## Document segment
[4학년][1학기][Coursera][Introduction to HW and OS][W6]
2025. 4. 28. 22:27
Introduction to Hardware and Operating System
Coursera - IBM
Link to Course
Module 4
Internal Computer Components
Learning Objectives
- Recognize internal components of a computer
- Understand the role of the motherboard
- Evaluate how data flows among internal systems
Motherboard Overview
- The motherboard is the main printed circuit board (PCB)
- Hosts:
- CPU socket
- RAM slots
- Chipset (northbridge & southbridge)
- I/O and peripheral connectors
- Acts as the communication backbone of the computer
Chipset Architecture
Component | Function |
---|---|
Northbridge | High-speed communication (CPU ↔ RAM, GPU); directly connected to CPU |
Southbridge | Slower components (USB, audio, BIOS); not directly connected to CPU |
- Together, the chipset manages data flow between CPU, memory, and peripherals
Buses and Data Flow
- A bus is a high-speed pathway (printed circuitry) on the motherboard
- Transmits:
- Control signals
- Addresses
- Data
- Example: Front-Side Bus (FSB)
- Connects CPU ↔ Northbridge (memory controller)
CPU Socket Types
- Socket: Interface that connects CPU to motherboard
- Types of socket architecture:
- PGA (Pin Grid Array):
- Pins on CPU, holes on socket
- Align and insert carefully (no force)
- LGA (Land Grid Array):
- Pins on motherboard, flat contact pads on CPU
- Newer Intel CPUs typically use LGA
- PGA (Pin Grid Array):
Power Connectors
- Provide electrical current to motherboard and components
- ATX connector: A common large connector from power supply to motherboard
- Other connectors vary depending on form factor and power needs
Summary of Key Points
- Internal components are all elements attached to the motherboard
- The motherboard facilitates communication between CPU, memory, and peripherals
- Chipsets (northbridge and southbridge) manage data flow across key areas
- Buses are internal highways for data/control signals
- Sockets allow CPUs to connect to the motherboard and vary by CPU generation
- Power connectors supply electricity to the board and its components
Data Processing and Storage
Learning Objectives
- Recognize the role of memory in a computing system
- Distinguish between memory slots and expansion slots
- Understand the functions of the BIOS and CMOS
Central Processing Unit (CPU)
- CPU is a silicon chip with billions of transistors
- Executes calculations using data stored in memory
- 32-bit CPU: 2-lane data bus
- 64-bit CPU: 4-lane bus → double the data per clock cycle
- Found in laptops, desktops, and servers
RAM and Memory Slots
- RAM (Random Access Memory): Temporarily stores working data
- Volatile → data lost when power is off
- Installed in memory slots on the motherboard
- RAM is cold pluggable (must be powered off to install)

## Entries shown
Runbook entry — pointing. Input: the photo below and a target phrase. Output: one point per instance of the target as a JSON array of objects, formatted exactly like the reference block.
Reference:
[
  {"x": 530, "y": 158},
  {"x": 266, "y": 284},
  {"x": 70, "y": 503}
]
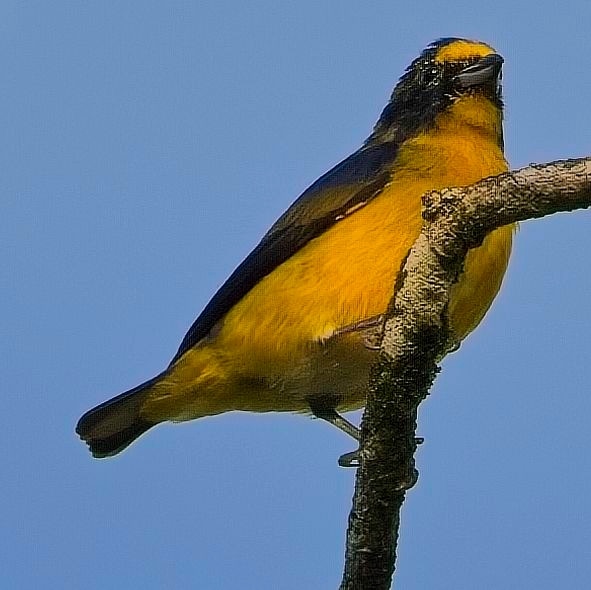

## What you have to do
Copy the hardware course notes word for word, from "- CPU is a silicon" up to and including "off to install)".

## Exercise answer
- CPU is a silicon chip with billions of transistors
- Executes calculations using data stored in memory
- 32-bit CPU: 2-lane data bus
- 64-bit CPU: 4-lane bus → double the data per clock cycle
- Found in laptops, desktops, and servers
RAM and Memory Slots
- RAM (Random Access Memory): Temporarily stores working data
- Volatile → data lost when power is off
- Installed in memory slots on the motherboard
- RAM is cold pluggable (must be powered off to install)